EXTRACT PROVIDED>
Halperin graduated with a Ph.D. in clinical psychology from University of New York in 1979. In 1980, Halperin completed a postdoctoral fellowship in psychopharmacology at the Schering-Plough pharmaceutical corporation. Following graduation he worked as a research associate at the New York State Psychiatric Institute. In 1984, he pursued a job at the department of psychiatry at the Mount Sinai School of Medicine. There he served as director of child psychology from 1984 to 1989. Halperin maintains a part-time affiliation at Mount Sinai School of Medicine as the director of disruptive behavioral disorders research team, while currently working full-time as a psychology professor at Queens College and the CUNY Graduate Center. Halperin furthermore serves as the director of the development neuropsychology laboratory at Queens College.
Halperin is a member of the Child Psychopathology and Developmental Disabilities Study Section of the National Institutes of Health and serves as a frequent referee for academic and funding agencies around the world.
For the past three decades Halperin has been conducting neuroscientific research, focusing on neuropsychiatric disorders that emerge during childhood but persist throughout life. His approach to research includes integration of clinical, neuropsychological and neurobiological psychology. Halperin specifically focuses on attention deficit hyperactivity disorder (ADHD). Currently, he focuses on non-medical interventions for children that are at risk for developing ADHD. As of 2013, he has developed a project out of Queens College called TEAMS (Training Executive Attention and Motor Skills). This specific approach suggests that old fashion childhood games and playing with family can improve executive functioning, working memory, and self-control in children with ADHD. Part of his research includes applying neuroimaging procedures to observe brain functioning in children with maladaptive behaviors who do and do not persist into adulthood.

ACTIVITY LIST>
1. Answer these from the Halperin profile:
(a) In what year did Halperin complete his postdoctoral fellowship?
(b) Which study section of the National Institutes of Health is he a member of?
(c) What does TEAMS stand for?
2. Copy the stretch of the Halperin profile from "Halperin is a" through "around the world.".
3. According to the Halperin profile, why does Halperin apply neuroimaging procedures in his research? Answer in one to three sentences.
The lines that come next have nothing to do with the Halperin profile.

[Descriptions of regions in plain language]
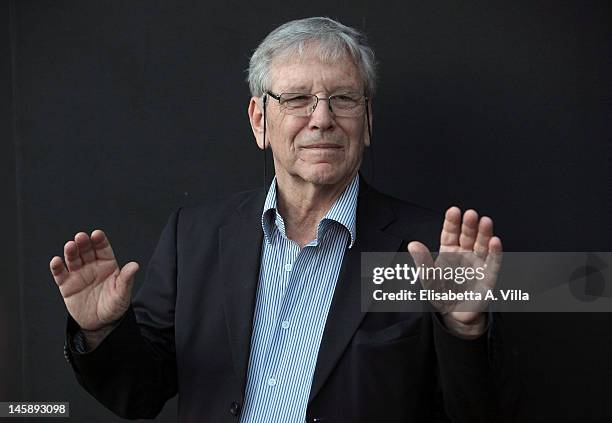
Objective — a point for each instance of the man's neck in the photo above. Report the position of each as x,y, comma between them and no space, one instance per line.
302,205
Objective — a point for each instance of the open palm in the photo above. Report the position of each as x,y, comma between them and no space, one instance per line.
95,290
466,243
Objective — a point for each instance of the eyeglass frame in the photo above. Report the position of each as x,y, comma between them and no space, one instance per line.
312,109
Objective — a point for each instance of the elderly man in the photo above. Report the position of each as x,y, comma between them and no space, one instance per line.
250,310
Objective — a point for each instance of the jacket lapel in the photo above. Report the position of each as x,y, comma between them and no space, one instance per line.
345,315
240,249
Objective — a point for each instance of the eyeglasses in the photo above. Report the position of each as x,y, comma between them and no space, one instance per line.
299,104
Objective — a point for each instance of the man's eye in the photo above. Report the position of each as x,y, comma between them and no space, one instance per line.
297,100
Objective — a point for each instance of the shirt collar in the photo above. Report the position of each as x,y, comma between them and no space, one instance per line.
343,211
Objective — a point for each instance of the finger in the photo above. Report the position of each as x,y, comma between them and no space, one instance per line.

EXERCISE ANSWERS>
1.
(a) 1980
(b) The Child Psychopathology and Developmental Disabilities Study Section
(c) Training Executive Attention and Motor Skills

2.
Halperin is a member of the Child Psychopathology and Developmental Disabilities Study Section of the National Institutes of Health and serves as a frequent referee for academic and funding agencies around the world.

3. He uses them to observe brain functioning in children with maladaptive behaviors. This covers both children whose behaviors persist into adulthood and children whose behaviors do not.